Requirements ▸
Please continue the essay on the symbols in The Lord of the Flies from the point where it stops.

[begin Reading passage]

Describe the Symbols Used in The Lord of the Flies
The Lord of the Flies is the debut allegoric novel written by William Golding, which has not become too popular after it was published. But after a while it became a bestseller and was called one of the most significant novels written in English language, due to the problems it highlights, and a strong moral. Charles Brian Cox (“The Lord of the Flies. Critics Reviews,” n.d.) said “its exceptional strength stems from the fact that Golding believes: every detail of human life has a religious significance.”
While writing the story author wanted to show that evil is something external to human nature and looked for the extent to which human soul is free from evil. Author’s thoughts about the prevailing of evil in humanity and the fragility of modern civilization have found their reflection in a story about a group of boys stranded on a desert island.
Firstly, boys try to organize their lives wisely, in accordance with the rules of civilized existence, making efforts to create a semblance of democracy. But it does not last for long: the struggle for power erupts and panic breaks out, children feel the presence of the dreaded beast – the embodiment of their unconscious fears. And then, the order disrupts under the influence of dark instincts. Animal instincts which are asleep in human minds win, and fear and the instinct of self-preservation become destructive, lead to meanness and murder. Consequently, Golding claims that the biggest problem of society is the evil concealed in human soul.

[end Reading passage]
[begin Entries provided]

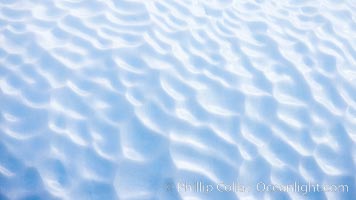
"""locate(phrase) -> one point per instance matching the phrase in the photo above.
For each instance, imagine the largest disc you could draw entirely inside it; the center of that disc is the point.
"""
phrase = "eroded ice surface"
(129, 99)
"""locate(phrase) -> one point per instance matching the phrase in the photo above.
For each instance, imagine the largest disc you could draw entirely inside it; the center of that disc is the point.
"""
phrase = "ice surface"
(130, 99)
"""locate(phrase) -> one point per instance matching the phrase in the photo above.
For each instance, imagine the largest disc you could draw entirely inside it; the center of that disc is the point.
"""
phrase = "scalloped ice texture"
(130, 99)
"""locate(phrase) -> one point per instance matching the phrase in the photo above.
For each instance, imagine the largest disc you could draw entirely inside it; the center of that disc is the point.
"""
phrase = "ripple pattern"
(115, 99)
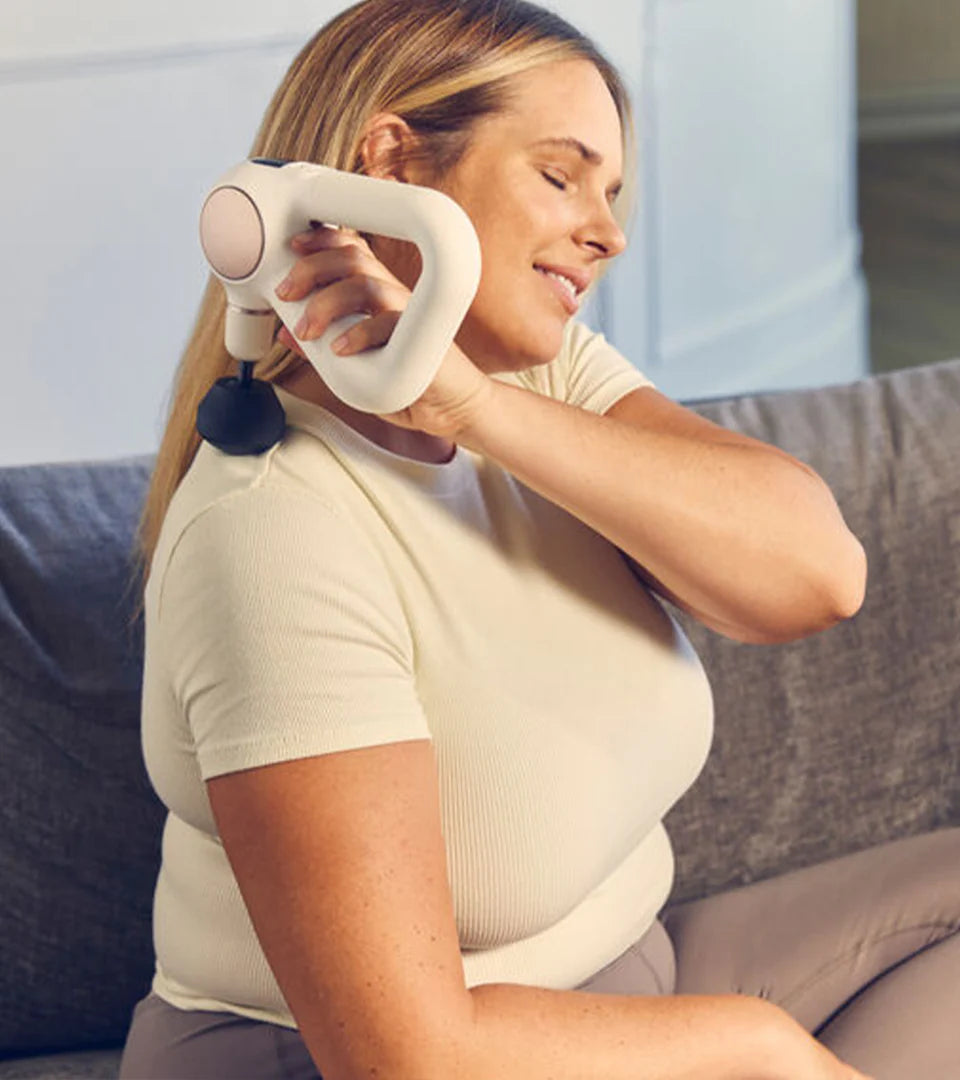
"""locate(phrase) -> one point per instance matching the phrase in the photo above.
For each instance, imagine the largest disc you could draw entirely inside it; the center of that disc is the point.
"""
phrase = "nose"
(602, 231)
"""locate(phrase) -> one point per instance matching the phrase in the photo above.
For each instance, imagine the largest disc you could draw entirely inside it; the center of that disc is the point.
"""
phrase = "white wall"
(742, 271)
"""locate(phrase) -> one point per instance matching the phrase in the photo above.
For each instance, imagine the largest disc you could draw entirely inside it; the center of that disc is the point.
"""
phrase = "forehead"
(564, 99)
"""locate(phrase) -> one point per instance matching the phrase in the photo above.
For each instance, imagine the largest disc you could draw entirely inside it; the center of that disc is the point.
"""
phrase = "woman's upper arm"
(341, 864)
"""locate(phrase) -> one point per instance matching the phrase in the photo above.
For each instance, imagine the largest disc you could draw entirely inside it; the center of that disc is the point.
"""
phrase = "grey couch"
(822, 746)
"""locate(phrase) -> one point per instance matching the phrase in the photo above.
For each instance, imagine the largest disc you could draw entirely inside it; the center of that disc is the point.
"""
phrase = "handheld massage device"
(247, 220)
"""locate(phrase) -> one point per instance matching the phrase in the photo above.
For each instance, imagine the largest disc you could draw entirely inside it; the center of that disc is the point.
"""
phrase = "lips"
(569, 301)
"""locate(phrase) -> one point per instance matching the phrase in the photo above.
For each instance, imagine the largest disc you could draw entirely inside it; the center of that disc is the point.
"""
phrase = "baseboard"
(918, 112)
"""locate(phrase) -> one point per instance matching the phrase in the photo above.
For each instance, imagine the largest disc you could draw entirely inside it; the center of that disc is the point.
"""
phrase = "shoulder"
(587, 372)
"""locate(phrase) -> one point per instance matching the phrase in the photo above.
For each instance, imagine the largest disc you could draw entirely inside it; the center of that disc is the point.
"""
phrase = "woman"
(402, 672)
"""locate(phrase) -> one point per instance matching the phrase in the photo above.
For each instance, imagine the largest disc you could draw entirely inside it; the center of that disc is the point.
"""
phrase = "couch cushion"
(86, 1065)
(79, 823)
(849, 738)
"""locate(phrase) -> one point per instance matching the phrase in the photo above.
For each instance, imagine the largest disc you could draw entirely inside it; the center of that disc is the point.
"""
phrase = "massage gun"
(245, 227)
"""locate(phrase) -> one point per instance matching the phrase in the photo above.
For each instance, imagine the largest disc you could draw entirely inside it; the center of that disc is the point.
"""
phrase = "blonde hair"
(441, 65)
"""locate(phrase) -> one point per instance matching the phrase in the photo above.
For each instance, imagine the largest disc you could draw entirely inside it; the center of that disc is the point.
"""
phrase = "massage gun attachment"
(245, 227)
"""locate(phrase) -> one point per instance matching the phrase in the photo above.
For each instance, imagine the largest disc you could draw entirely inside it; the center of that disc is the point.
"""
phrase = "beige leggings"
(862, 950)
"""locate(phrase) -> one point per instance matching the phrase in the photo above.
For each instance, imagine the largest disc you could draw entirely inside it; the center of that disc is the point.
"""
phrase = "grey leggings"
(862, 950)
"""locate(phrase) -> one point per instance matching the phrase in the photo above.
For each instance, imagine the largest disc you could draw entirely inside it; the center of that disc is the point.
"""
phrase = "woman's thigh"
(811, 940)
(170, 1043)
(905, 1024)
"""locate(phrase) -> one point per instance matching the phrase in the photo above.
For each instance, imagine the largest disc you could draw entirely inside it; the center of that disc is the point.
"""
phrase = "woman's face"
(538, 183)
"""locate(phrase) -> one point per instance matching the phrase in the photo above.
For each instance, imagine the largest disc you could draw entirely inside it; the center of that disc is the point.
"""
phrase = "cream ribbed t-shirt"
(330, 594)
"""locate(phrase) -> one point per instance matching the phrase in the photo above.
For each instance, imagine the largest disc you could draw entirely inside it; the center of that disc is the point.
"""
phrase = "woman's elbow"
(837, 595)
(849, 580)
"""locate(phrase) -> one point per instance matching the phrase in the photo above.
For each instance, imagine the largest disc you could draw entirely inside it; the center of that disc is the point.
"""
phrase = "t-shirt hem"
(251, 754)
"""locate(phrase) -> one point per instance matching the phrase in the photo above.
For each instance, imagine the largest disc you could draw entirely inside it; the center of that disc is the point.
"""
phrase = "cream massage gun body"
(245, 227)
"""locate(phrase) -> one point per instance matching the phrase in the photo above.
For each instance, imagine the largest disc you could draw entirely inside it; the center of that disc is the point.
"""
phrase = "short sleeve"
(587, 372)
(595, 374)
(283, 635)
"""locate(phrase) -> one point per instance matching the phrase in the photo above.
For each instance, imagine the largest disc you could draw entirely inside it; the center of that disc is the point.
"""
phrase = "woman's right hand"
(802, 1057)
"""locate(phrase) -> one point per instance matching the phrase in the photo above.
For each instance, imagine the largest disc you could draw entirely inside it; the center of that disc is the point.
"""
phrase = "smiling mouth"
(563, 288)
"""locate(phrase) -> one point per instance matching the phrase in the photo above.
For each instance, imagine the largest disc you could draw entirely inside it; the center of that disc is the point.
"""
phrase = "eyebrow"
(585, 152)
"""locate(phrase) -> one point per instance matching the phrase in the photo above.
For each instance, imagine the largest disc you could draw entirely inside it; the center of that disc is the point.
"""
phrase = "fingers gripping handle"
(245, 227)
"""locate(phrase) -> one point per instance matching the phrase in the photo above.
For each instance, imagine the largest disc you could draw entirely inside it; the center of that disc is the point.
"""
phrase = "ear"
(386, 139)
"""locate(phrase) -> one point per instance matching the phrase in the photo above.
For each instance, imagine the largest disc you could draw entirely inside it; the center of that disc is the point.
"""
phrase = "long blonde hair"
(441, 65)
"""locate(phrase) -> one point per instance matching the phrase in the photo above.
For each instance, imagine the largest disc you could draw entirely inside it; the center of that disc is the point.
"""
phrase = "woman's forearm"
(744, 536)
(524, 1033)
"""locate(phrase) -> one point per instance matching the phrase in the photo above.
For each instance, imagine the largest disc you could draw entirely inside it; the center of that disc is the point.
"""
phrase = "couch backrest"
(822, 746)
(79, 822)
(849, 738)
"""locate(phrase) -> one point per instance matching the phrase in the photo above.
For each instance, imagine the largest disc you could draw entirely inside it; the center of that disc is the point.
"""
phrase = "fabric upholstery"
(822, 746)
(849, 738)
(79, 824)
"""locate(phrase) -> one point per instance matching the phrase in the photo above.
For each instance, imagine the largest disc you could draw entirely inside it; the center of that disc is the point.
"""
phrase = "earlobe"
(382, 146)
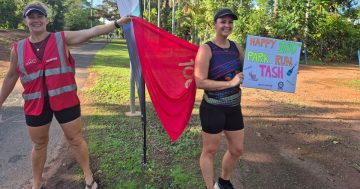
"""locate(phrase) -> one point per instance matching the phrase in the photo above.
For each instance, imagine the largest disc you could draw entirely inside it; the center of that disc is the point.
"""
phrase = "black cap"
(225, 12)
(34, 7)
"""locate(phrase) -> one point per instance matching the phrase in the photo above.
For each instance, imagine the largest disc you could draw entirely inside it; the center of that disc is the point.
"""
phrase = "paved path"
(15, 145)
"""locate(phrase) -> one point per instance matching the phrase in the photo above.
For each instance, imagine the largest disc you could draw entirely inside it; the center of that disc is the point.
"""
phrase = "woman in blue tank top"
(218, 70)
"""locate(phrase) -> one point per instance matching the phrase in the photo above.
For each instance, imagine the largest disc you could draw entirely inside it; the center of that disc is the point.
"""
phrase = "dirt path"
(309, 139)
(305, 140)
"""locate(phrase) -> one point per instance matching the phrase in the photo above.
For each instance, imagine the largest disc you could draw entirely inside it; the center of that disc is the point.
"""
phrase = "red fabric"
(168, 64)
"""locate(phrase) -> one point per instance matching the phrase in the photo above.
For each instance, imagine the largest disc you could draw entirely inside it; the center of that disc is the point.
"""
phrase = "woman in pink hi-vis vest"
(47, 72)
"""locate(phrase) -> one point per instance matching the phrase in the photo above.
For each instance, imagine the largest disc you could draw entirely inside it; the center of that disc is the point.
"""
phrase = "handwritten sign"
(271, 64)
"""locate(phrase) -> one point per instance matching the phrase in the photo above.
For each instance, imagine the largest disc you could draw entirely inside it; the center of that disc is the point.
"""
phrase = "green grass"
(115, 141)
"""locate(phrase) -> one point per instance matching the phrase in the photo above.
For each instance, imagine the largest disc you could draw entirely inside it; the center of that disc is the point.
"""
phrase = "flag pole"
(143, 105)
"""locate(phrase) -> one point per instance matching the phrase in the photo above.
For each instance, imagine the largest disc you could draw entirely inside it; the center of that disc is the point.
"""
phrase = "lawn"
(116, 141)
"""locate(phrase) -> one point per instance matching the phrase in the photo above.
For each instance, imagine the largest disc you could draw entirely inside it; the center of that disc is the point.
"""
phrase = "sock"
(222, 181)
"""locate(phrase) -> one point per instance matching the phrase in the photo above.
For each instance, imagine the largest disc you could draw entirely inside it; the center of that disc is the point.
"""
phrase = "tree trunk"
(275, 10)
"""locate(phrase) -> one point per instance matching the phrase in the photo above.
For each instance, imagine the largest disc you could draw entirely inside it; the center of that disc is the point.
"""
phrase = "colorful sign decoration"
(271, 64)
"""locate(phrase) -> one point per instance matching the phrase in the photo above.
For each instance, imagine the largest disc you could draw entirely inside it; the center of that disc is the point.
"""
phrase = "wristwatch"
(116, 24)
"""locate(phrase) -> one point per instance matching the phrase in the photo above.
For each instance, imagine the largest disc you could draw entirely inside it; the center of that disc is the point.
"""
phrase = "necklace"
(224, 47)
(37, 47)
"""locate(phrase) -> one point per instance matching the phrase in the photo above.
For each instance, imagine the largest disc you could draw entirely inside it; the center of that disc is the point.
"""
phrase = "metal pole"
(143, 105)
(91, 14)
(359, 56)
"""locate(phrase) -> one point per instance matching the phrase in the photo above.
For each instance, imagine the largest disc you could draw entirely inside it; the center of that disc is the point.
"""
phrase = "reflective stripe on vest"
(55, 71)
(21, 56)
(62, 90)
(60, 45)
(30, 77)
(32, 96)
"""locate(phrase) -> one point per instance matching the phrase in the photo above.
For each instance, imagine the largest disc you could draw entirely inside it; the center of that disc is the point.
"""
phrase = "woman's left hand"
(123, 20)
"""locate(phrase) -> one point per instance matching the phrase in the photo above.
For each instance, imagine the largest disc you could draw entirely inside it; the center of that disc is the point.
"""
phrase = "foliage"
(8, 18)
(326, 27)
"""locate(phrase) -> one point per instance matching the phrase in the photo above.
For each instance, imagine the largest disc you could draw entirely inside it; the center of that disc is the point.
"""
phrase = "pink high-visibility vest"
(59, 71)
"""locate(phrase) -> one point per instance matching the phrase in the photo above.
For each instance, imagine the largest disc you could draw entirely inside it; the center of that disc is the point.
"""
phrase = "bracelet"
(116, 24)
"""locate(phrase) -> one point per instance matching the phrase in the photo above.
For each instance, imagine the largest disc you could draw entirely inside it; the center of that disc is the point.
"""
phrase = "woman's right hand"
(237, 80)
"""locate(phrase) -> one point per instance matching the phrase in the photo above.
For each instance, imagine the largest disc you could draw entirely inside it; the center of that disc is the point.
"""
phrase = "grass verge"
(115, 140)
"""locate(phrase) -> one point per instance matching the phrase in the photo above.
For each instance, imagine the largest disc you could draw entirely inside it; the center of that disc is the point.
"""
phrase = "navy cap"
(225, 12)
(34, 7)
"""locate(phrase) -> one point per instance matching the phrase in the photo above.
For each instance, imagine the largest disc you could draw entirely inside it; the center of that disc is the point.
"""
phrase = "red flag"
(167, 63)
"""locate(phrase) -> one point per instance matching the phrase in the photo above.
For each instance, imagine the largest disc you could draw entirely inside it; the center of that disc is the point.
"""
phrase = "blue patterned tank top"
(224, 64)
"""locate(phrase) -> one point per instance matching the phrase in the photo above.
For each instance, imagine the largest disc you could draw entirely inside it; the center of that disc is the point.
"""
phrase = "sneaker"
(223, 186)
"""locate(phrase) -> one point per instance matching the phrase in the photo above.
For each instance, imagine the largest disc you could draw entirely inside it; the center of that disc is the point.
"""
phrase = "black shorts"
(62, 116)
(215, 119)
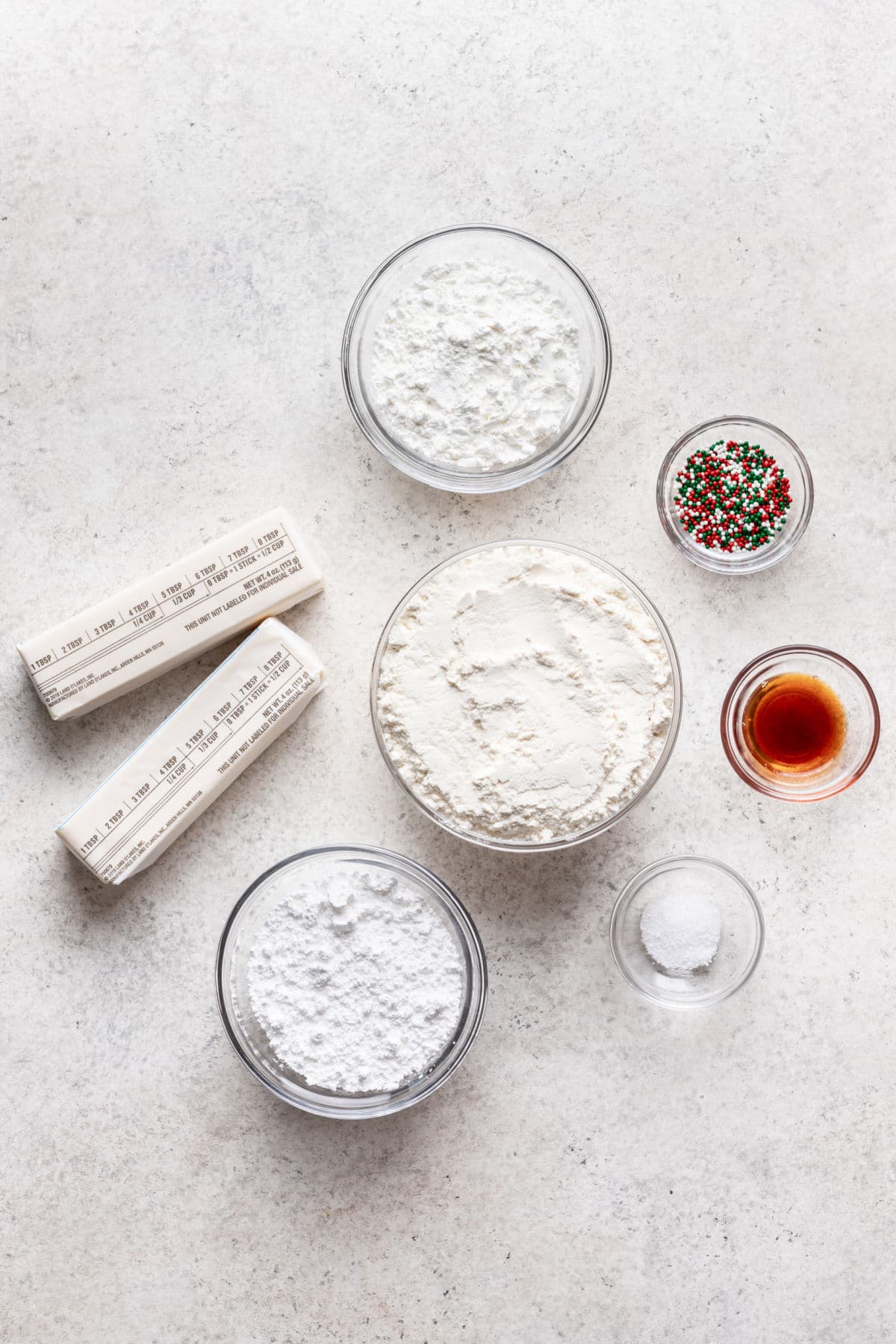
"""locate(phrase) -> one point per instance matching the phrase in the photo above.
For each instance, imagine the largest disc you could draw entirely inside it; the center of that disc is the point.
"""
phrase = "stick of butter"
(260, 570)
(191, 759)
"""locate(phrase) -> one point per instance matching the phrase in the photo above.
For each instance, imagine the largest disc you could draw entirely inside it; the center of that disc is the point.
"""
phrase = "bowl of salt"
(687, 932)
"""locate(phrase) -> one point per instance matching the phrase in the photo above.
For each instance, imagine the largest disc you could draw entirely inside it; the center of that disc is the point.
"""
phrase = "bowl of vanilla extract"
(800, 724)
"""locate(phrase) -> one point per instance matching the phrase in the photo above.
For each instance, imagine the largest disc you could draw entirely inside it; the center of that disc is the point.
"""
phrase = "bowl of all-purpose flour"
(476, 358)
(351, 981)
(526, 695)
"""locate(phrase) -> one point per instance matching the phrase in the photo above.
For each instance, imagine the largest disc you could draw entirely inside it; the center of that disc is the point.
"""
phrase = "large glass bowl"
(564, 841)
(507, 248)
(250, 1041)
(788, 456)
(862, 724)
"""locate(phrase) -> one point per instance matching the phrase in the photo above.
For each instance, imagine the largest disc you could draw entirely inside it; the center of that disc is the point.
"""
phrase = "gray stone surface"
(193, 196)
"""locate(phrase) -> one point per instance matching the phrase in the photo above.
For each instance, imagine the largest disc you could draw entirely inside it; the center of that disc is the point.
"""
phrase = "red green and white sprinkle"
(732, 497)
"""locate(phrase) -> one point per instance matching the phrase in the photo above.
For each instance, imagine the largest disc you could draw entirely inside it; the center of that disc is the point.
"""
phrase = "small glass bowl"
(507, 248)
(743, 933)
(521, 846)
(856, 697)
(788, 456)
(250, 1041)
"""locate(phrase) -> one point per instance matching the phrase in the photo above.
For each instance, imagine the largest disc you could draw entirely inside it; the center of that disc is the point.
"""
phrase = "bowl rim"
(430, 473)
(672, 735)
(467, 1026)
(755, 561)
(647, 874)
(765, 786)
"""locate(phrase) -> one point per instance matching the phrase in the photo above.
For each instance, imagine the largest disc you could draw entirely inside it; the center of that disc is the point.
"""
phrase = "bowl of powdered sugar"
(351, 981)
(476, 358)
(527, 695)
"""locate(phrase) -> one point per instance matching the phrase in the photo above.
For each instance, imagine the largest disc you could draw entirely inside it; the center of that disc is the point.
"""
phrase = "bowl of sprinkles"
(735, 495)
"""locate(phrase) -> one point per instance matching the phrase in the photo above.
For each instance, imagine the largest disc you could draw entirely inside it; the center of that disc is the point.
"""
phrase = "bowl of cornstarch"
(351, 981)
(687, 932)
(476, 358)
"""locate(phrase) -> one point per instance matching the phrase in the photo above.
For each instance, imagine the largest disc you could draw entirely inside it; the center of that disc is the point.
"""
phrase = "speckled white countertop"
(193, 196)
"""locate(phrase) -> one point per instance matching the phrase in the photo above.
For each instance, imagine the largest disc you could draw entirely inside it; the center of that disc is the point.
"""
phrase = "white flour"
(682, 930)
(524, 694)
(476, 367)
(356, 980)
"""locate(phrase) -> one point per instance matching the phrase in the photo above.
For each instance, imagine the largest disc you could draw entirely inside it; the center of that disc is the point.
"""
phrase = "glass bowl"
(743, 933)
(507, 248)
(856, 697)
(566, 841)
(788, 456)
(250, 1041)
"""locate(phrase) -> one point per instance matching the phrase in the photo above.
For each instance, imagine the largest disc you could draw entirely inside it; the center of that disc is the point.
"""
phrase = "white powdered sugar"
(476, 367)
(356, 980)
(526, 694)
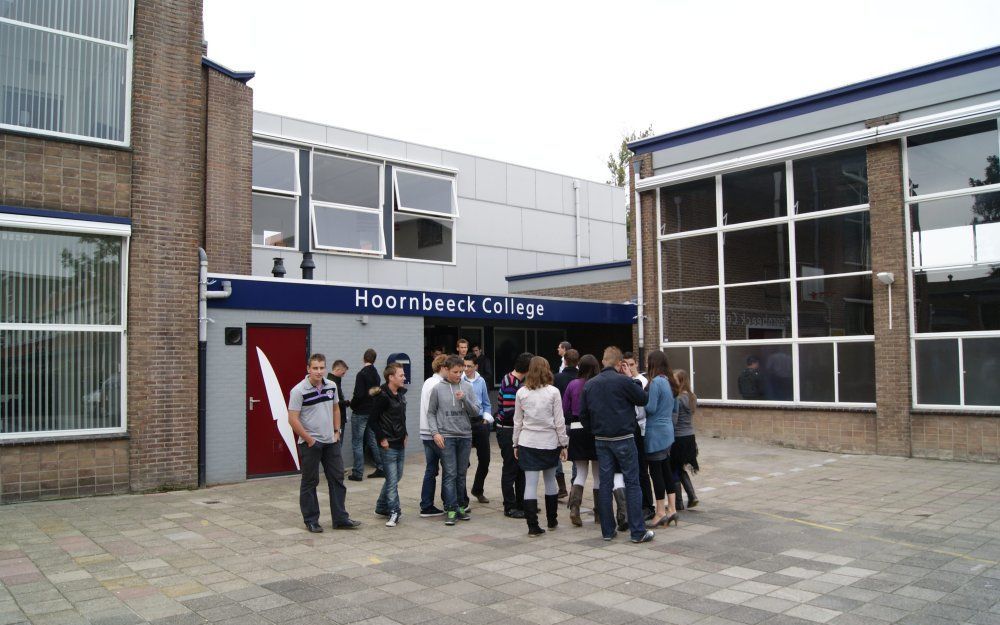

[end Entries provided]

Exercise result ▸
The writer gives specific significance to simple items and phenomena. For example, a conch found by Ralph and Piggy acquires the meaning of symbol while becoming a horn which unites and summons children – it embodies the principles of civilization, law and equality. Boys associate the conch with a right to give a talk. But as a number of conflicts and contradictions increased, among them the conch loses its essence – its destruction means the eliminating of civilization all children believed in.
The true meaning of the symbols is not always revealed even by the end of the story. For example, a fire in the beginning of the novel is associated with salvation, it is a signal fire, but it quickly falls out of control and destroys one of the boys. Fire fades when Jack kills his first pig, and becomes a terrible destructive force during hunting to catch Ralph, although thanks to the fire boys were found and saved. The meaning of symbols changes as the story progresses, but also depends on the fact that main characters subjectively invest in these symbols.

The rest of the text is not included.